[PAGE TEXT]:
________

Largest number of parents are from some college.

In [None]:
parent_edu_group = df.groupby('parental_level_of_education').mean(numeric_only=True)
parent_edu_group



###BIVARIATE ANALYSIS ( Is parental education has any impact on student's performance ? )

In [None]:
f,ax=plt.subplots(1,2,figsize=(20,8))
sns.countplot(x=df['parental_level_of_education'],data=df,palette = 'bright',hue='parental_level_of_education',saturation=0.95,ax=ax[0])
ax[0].set_title('Students vs test preparation course ',color='black',size=25)
for container in ax[0].containers:
    ax[0].bar_label(container,color='black',size=20)

sns.countplot(x=df['parental_level_of_education'],data=df,palette = 'bright',hue='lunch',saturation=0.95,ax=ax[1])
for container in ax[1].containers:
    ax[1].bar_label(container,color='black',size=20)

The score of student whose parents possess master and bachelor level education are higher than others.

###.4.4 LUNCH COLUMN
* Which type of lunch is most common amoung students ?
* What is the effect of lunch type on test results?
###UNIVARIATE ANALYSIS ( Which type of lunch is most common amoung students ? )

________

[Records from a collection]

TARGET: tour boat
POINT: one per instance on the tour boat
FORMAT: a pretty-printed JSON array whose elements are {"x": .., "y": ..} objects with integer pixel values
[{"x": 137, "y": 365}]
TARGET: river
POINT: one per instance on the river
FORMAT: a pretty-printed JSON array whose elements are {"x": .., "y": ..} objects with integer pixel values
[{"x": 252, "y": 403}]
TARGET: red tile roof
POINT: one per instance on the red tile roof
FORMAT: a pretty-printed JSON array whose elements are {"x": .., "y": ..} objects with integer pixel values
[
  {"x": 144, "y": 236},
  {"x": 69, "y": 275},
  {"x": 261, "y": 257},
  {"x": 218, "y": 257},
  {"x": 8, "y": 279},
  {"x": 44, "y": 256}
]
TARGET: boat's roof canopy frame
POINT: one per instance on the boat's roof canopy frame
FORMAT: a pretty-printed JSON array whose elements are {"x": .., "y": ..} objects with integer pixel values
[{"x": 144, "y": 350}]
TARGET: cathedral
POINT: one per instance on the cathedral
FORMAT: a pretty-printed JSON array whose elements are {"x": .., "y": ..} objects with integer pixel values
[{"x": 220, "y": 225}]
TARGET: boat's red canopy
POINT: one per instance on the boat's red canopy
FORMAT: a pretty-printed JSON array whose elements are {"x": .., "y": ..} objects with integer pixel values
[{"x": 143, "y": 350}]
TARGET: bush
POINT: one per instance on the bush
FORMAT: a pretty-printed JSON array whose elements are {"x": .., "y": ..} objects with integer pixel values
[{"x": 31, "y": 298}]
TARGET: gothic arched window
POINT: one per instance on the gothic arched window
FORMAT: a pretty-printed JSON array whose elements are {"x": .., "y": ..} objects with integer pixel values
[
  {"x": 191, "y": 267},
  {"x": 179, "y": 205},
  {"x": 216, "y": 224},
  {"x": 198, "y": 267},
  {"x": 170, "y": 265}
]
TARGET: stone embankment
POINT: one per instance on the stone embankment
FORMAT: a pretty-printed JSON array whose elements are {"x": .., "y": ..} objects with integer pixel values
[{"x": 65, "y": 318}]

________

Please repeat the section of the student performance analysis starting at "The score of" and ending at "on test results?", word for word.

The score of student whose parents possess master and bachelor level education are higher than others.

###.4.4 LUNCH COLUMN
* Which type of lunch is most common amoung students ?
* What is the effect of lunch type on test results?